Start of Material provided

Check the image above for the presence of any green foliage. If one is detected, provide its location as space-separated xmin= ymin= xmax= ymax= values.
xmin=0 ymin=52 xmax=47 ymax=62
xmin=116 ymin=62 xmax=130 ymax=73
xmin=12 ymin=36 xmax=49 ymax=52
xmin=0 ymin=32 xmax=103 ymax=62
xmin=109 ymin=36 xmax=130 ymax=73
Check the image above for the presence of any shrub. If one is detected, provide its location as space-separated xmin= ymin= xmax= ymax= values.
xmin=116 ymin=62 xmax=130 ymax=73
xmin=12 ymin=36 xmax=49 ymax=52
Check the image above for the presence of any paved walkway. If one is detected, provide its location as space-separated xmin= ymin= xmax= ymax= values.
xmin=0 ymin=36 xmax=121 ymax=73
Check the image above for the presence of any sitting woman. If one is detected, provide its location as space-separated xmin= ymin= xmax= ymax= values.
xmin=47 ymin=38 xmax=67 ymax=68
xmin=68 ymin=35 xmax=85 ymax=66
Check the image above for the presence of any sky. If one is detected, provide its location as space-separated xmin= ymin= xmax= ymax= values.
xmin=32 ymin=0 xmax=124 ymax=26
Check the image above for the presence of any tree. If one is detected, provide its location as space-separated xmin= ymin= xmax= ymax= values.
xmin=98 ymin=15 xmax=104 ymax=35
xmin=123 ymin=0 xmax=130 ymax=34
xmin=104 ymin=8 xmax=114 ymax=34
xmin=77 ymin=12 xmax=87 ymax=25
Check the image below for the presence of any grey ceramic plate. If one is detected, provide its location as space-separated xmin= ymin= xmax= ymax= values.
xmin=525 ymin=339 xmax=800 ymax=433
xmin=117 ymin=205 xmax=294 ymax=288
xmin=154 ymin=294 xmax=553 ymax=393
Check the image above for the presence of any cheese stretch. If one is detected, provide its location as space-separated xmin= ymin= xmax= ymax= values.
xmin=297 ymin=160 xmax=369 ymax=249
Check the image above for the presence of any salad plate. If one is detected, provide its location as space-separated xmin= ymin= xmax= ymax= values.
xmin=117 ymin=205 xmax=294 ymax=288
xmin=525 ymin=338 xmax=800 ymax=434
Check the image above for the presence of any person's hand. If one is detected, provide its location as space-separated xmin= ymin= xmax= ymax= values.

End of Material provided

__Work to be completed__
Set down once more, word for word, the lines from the one containing "Check the image above for the presence of any sky." through the one containing "xmin=77 ymin=12 xmax=87 ymax=25", including both of those lines.

__Correct response__
Check the image above for the presence of any sky. If one is detected, provide its location as space-separated xmin= ymin= xmax= ymax= values.
xmin=32 ymin=0 xmax=124 ymax=26
Check the image above for the presence of any tree. If one is detected, provide its location as space-separated xmin= ymin= xmax= ymax= values.
xmin=98 ymin=15 xmax=104 ymax=35
xmin=123 ymin=0 xmax=130 ymax=34
xmin=104 ymin=8 xmax=114 ymax=34
xmin=77 ymin=12 xmax=87 ymax=25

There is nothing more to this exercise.